Render each line of the records below as one string in a JSON list, omitting blank lines.

"""

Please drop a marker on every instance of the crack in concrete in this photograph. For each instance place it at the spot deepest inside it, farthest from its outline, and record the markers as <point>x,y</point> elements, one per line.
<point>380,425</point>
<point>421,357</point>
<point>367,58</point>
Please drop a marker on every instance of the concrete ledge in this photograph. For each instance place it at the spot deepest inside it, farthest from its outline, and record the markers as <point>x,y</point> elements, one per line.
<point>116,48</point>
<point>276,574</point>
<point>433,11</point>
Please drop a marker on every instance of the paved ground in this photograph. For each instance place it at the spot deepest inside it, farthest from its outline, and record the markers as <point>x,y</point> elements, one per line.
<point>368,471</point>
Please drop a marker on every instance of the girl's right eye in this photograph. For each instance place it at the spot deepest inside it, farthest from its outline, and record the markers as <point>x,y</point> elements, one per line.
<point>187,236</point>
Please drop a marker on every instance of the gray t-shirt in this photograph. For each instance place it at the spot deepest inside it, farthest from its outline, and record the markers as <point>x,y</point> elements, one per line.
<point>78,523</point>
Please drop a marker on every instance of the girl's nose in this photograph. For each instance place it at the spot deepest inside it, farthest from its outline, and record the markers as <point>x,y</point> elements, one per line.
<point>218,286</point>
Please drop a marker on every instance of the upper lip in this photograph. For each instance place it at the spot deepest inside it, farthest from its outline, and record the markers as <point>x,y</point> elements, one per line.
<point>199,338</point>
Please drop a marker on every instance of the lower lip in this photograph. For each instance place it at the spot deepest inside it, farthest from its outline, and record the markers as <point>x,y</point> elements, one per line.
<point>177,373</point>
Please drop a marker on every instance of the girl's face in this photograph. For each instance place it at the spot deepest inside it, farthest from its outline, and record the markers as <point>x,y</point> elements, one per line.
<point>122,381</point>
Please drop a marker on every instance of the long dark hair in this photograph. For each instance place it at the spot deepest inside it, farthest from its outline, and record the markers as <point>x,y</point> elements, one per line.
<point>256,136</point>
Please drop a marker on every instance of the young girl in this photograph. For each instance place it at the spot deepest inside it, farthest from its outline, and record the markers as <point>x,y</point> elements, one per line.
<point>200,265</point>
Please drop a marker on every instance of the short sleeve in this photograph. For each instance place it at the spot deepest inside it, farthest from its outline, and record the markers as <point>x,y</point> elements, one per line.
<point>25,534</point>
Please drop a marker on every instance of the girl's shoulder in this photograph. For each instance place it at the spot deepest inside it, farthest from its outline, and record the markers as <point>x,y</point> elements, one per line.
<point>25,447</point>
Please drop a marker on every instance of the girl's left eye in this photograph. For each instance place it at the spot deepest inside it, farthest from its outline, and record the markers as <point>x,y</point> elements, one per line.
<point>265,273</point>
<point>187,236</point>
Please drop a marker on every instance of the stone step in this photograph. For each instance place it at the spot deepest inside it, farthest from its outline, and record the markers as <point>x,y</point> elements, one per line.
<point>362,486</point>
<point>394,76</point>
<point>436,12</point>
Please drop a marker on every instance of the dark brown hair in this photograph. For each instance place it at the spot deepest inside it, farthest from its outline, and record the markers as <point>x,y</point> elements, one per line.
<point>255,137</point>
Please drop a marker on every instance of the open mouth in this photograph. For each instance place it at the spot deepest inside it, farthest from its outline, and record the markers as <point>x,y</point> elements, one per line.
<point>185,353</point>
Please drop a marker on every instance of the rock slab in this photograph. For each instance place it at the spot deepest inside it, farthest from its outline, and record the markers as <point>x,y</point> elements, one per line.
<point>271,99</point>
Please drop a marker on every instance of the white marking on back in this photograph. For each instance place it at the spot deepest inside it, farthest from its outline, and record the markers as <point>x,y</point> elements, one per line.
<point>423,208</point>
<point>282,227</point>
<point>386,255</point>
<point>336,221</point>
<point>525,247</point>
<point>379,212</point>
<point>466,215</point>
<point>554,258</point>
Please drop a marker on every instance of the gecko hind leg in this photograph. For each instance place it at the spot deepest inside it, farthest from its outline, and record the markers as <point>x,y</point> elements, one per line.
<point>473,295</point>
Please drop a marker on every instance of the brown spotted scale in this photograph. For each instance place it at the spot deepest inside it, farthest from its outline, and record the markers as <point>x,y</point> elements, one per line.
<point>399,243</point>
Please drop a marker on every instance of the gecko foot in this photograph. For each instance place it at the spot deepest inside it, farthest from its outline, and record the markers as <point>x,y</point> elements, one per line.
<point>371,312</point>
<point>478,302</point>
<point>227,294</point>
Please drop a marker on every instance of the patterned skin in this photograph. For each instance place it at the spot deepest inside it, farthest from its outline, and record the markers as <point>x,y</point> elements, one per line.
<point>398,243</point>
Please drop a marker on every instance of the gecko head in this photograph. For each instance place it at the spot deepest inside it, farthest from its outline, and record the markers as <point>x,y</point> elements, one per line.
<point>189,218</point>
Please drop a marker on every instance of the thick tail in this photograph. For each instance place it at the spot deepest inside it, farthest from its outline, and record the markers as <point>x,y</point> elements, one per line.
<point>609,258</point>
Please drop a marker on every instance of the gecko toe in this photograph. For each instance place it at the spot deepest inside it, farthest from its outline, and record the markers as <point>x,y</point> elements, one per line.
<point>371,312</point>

"""

Written answer:
[
  "Please drop a marker on every instance of the crack in concrete in this photograph. For each instance place it at the spot deepest inside it, farthest from its outline, and record the markers as <point>x,y</point> elements, one per line.",
  "<point>380,425</point>",
  "<point>421,357</point>",
  "<point>367,58</point>",
  "Please drop a marker on every instance of the concrete ledge in this photograph. For each instance place it at the spot deepest inside it, farthest from its outline, and record the markers as <point>x,y</point> elements, one per line.",
  "<point>116,48</point>",
  "<point>276,574</point>",
  "<point>433,11</point>",
  "Please drop a marker on every instance of the paved ground in this photograph. For each instance place it at the spot deepest inside it, farthest from its outline, and record the markers as <point>x,y</point> elements, one per line.",
  "<point>368,471</point>",
  "Please drop a marker on every instance of the girl's right eye in this photograph. For each instance place it at the spot deepest inside it, farthest from its outline, and record the markers as <point>x,y</point> elements, one per line.",
  "<point>187,236</point>",
  "Please drop a marker on every instance of the gray t-shirt in this photograph. For each instance place it at the spot deepest inside it, farthest from its outline, and record the markers as <point>x,y</point> elements, one per line.",
  "<point>78,523</point>",
  "Please drop a marker on every instance of the girl's nose in this photograph. For each instance place it at the spot deepest inside it, farthest from its outline, and record the markers as <point>x,y</point> elements, one per line.",
  "<point>218,286</point>",
  "Please drop a marker on every instance of the upper lip in this photograph. For each instance place it at the spot deepest inside it, farthest from its outline, and record the markers as <point>x,y</point> elements, one per line.",
  "<point>199,338</point>",
  "Please drop a marker on every instance of the lower lip in this photograph. For each instance place it at the spot deepest inside it, farthest from its outline, and record the markers as <point>x,y</point> elements, one per line.",
  "<point>177,373</point>",
  "Please drop a marker on every instance of the girl's face in this photograph. For each instance place it at the spot deepest inside it, farthest from its outline, and record the markers as <point>x,y</point> elements, one per line.",
  "<point>122,381</point>",
  "Please drop a marker on every instance of the long dark hair in this photograph. For each instance place it at the spot deepest inside it, farthest from its outline, and record the markers as <point>x,y</point> elements, one per line.",
  "<point>256,136</point>",
  "Please drop a marker on every instance of the young girl in this photograph. For each instance place it at the spot deepest inside it, farthest from its outline, and record the markers as <point>x,y</point> elements, one per line.",
  "<point>200,265</point>",
  "Please drop a marker on every instance of the short sleeve in this photograph. For each instance place it at the spot deepest inside it, farthest from its outline, and record the markers as <point>x,y</point> elements, one per line.",
  "<point>25,534</point>",
  "Please drop a marker on every instance of the girl's shoulder in this photograph. For each instance place it at the spot deepest inside it, farthest from its outline, and record the markers as <point>x,y</point> elements, one per line.",
  "<point>25,447</point>",
  "Please drop a marker on every instance of the girl's left eye in this photograph. For each instance place it at the spot deepest inside it, farthest from its outline, and record the markers as <point>x,y</point> elements, one per line.",
  "<point>265,273</point>",
  "<point>187,236</point>",
  "Please drop a marker on every instance of the stone step in this photograph. For each instance place it at the spot deepest inside it, farthest from its outline, and record the markers as <point>x,y</point> elements, one per line.",
  "<point>362,486</point>",
  "<point>394,76</point>",
  "<point>436,12</point>",
  "Please drop a marker on every instance of the dark brown hair in this photograph. For each instance place it at the spot deepest inside it, farthest from its outline, and record the markers as <point>x,y</point> elements, one per line.",
  "<point>255,137</point>",
  "Please drop a marker on every instance of the open mouth in this photograph. For each instance place it at the spot deepest inside it, farthest from its outline, and record the markers as <point>x,y</point> elements, one per line.",
  "<point>185,353</point>",
  "Please drop a marker on every instance of the rock slab in this photograph. For each instance place it at the spot deepest inside it, farthest from its outline, and record the markers as <point>x,y</point> elements, one per line.",
  "<point>271,99</point>",
  "Please drop a marker on every instance of the white marking on back in this photograph. For each instance place it at the spot deepest inside it, farthest from its outline, and record the markers as <point>x,y</point> elements, one per line.",
  "<point>423,208</point>",
  "<point>282,227</point>",
  "<point>386,255</point>",
  "<point>336,221</point>",
  "<point>525,247</point>",
  "<point>379,212</point>",
  "<point>466,215</point>",
  "<point>554,258</point>",
  "Please drop a marker on every instance of the gecko hind leg in this photograph. For each instance place it at the spot deepest inside it, farthest from its outline, and record the markers as <point>x,y</point> elements, one per line.",
  "<point>473,295</point>",
  "Please drop a marker on every instance of the brown spotted scale in this photograph. For each instance place it at the spot deepest inside it, farthest from its outline, and record the markers as <point>x,y</point> elements, one per line.",
  "<point>399,243</point>",
  "Please drop a marker on every instance of the gecko foot in this photograph. For each instance place it at the spot deepest inside it, farthest from its outline, and record the markers as <point>x,y</point> elements, one per line.",
  "<point>371,312</point>",
  "<point>478,302</point>",
  "<point>227,294</point>",
  "Please drop a marker on every instance of the patterned skin in this photograph. For each instance place it at the spot deepest inside it, farthest from its outline, and record the markers as <point>x,y</point> elements, one per line.",
  "<point>398,243</point>",
  "Please drop a marker on every instance of the gecko head in this photograph. For each instance place it at the spot deepest inside it, farthest from its outline, and record the markers as <point>x,y</point> elements, one per line.",
  "<point>189,218</point>",
  "Please drop a marker on every instance of the thick tail in this photograph. For each instance place it at the spot deepest inside it, farthest from its outline, and record the markers as <point>x,y</point> elements, one per line.",
  "<point>609,258</point>",
  "Please drop a marker on every instance of the gecko toe in this photograph. For each instance place it at the spot deepest inside it, farthest from its outline, and record the markers as <point>x,y</point> elements, one per line.",
  "<point>371,312</point>"
]